KUTIPAN BACAAN:
========================================

Judul : 3 : Alif, Lam, Mim
Sutradara : Anggy Umbara
Tahun : Oktober 2015 (Bioskop)
Sebelum tahun 2026, masyarakat Indonesia digiring pada suatu opini, dimana Hak Asasi Manusia (HAM) begitu ditinggikan kuasanya layaknya negara liberal. Tidak tanggung-tanggung, revolusi digalakkan untuk menggapai opini tersebut. Beberapa kalangan seperti pejabat kepolisian memanfaatkan hal tersebut untuk menggulingkan pemerintahan. Aturan baru tentang penggunaan peluru karet untuk menumpas kriminal menjadi efek dari suksesnya revolusi dengan dalih HAM tersebut.
Alif, memiliki idealisme bahwa keadilan dan kedamaian masyarakat adalah segalanya. Apapun ia korbankan untuk menggapai idealisme tersebut. Layaknya huruf hijaiyah Alif yang tegak lurus, Alif begitu keras dan bebal dalam mempertahankan idealismenya. Tentu untuk mencapai impiannya, dia harus bergabung dengan aparat khusus bernama Detasemen khusus 38:80-83. Selain itu, motivasinya bergabung dengan tim detasemen kala itu untuk mencari tahu siapa pembunuh keluarganya.

========================================

DATA:
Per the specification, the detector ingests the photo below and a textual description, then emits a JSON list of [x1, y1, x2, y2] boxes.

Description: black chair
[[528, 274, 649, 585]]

========================================

INSTRUKSI TUGAS:
1. Menurut kutipan bacaan tentang film "3 : Alif, Lam, Mim", aturan baru apa yang muncul sebagai efek dari suksesnya revolusi dengan dalih HAM?
2. Ubah paragraf dalam kutipan bacaan yang diawali "Alif, memiliki idealisme" menjadi daftar poin singkat tanpa menghilangkan fakta utamanya.

JAWABAN YANG DIHARAPKAN:
1. Aturan tentang penggunaan peluru karet untuk menumpas kriminal.

2.
- Idealisme Alif: keadilan dan kedamaian masyarakat adalah segalanya, dan ia rela mengorbankan apa pun untuk mencapainya.
- Seperti huruf hijaiyah Alif yang tegak lurus, ia keras dan bebal dalam mempertahankan idealismenya.
- Untuk mencapai impiannya, ia harus bergabung dengan aparat khusus bernama Detasemen khusus 38:80-83.
- Ia juga bergabung dengan detasemen itu untuk mencari tahu siapa pembunuh keluarganya.